▶ [WHAT TO WORK ON]
Reproduce every row below word for word, leaving the pictures out of your answer.

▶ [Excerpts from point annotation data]
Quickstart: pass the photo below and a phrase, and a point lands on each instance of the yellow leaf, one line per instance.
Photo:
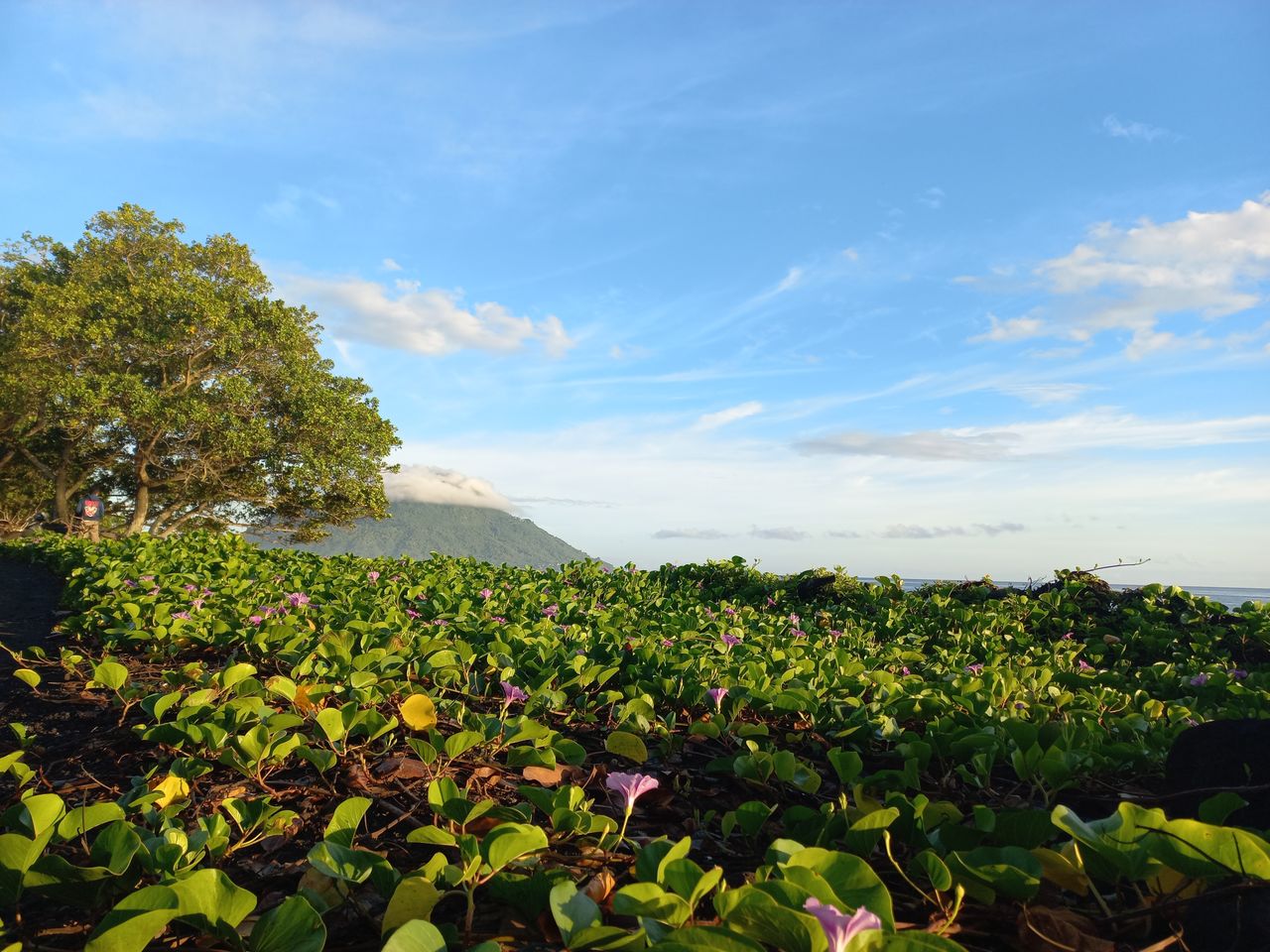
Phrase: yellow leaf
(175, 788)
(418, 712)
(1062, 871)
(302, 699)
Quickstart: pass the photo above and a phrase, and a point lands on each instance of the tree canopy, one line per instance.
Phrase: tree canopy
(162, 371)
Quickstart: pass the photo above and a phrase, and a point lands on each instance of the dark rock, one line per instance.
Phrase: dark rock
(1220, 756)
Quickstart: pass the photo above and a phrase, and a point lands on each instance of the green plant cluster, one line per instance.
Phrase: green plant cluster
(913, 754)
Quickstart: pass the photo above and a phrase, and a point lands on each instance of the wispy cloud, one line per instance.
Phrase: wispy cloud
(710, 421)
(933, 198)
(783, 534)
(430, 321)
(693, 534)
(1138, 131)
(291, 202)
(1096, 429)
(908, 531)
(432, 484)
(1206, 266)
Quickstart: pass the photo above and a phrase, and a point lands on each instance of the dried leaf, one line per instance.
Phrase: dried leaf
(1049, 929)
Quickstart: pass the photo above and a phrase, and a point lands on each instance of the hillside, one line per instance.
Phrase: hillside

▶ [SOLUTION TO THIS PROBLEM]
Quickstart: pass the photo below and a phrase, and a point lands on each instance of the yellow leaf, one line per instance.
Photo:
Phrase: yellow leaf
(175, 788)
(418, 712)
(1062, 871)
(302, 699)
Quickstart: pass the photo above and a phrase, and a point lands on each instance of the tree canopy, one line per instance.
Phrase: tree canopy
(162, 371)
Quickstart: pass the photo above and a phrase, and a point lands on each instance of the dark rock, one line per instance.
Phrase: dark rock
(1220, 756)
Quickstart: pass the photo above and a phrase, and a point lands on each instance of the green plant cluster, one line per instance.
Phrase: green plant cluster
(913, 754)
Quickstart: pass the photo above and a phrase, and a point lands on each instance of the wispy cloud, one line per instance.
Phrase: wispy cloud
(710, 421)
(933, 198)
(783, 534)
(430, 321)
(693, 534)
(1138, 131)
(291, 202)
(1096, 429)
(908, 531)
(432, 484)
(1206, 266)
Quickstart: pass the photo above and a phrase, and a point lands on each instance of the dried leaf, one line per instance.
Phrase: dried leaf
(1049, 929)
Quickstart: pass the photo above and a phrase, and a point lands on each instance of the hillside, one line per instance.
Phrase: hillside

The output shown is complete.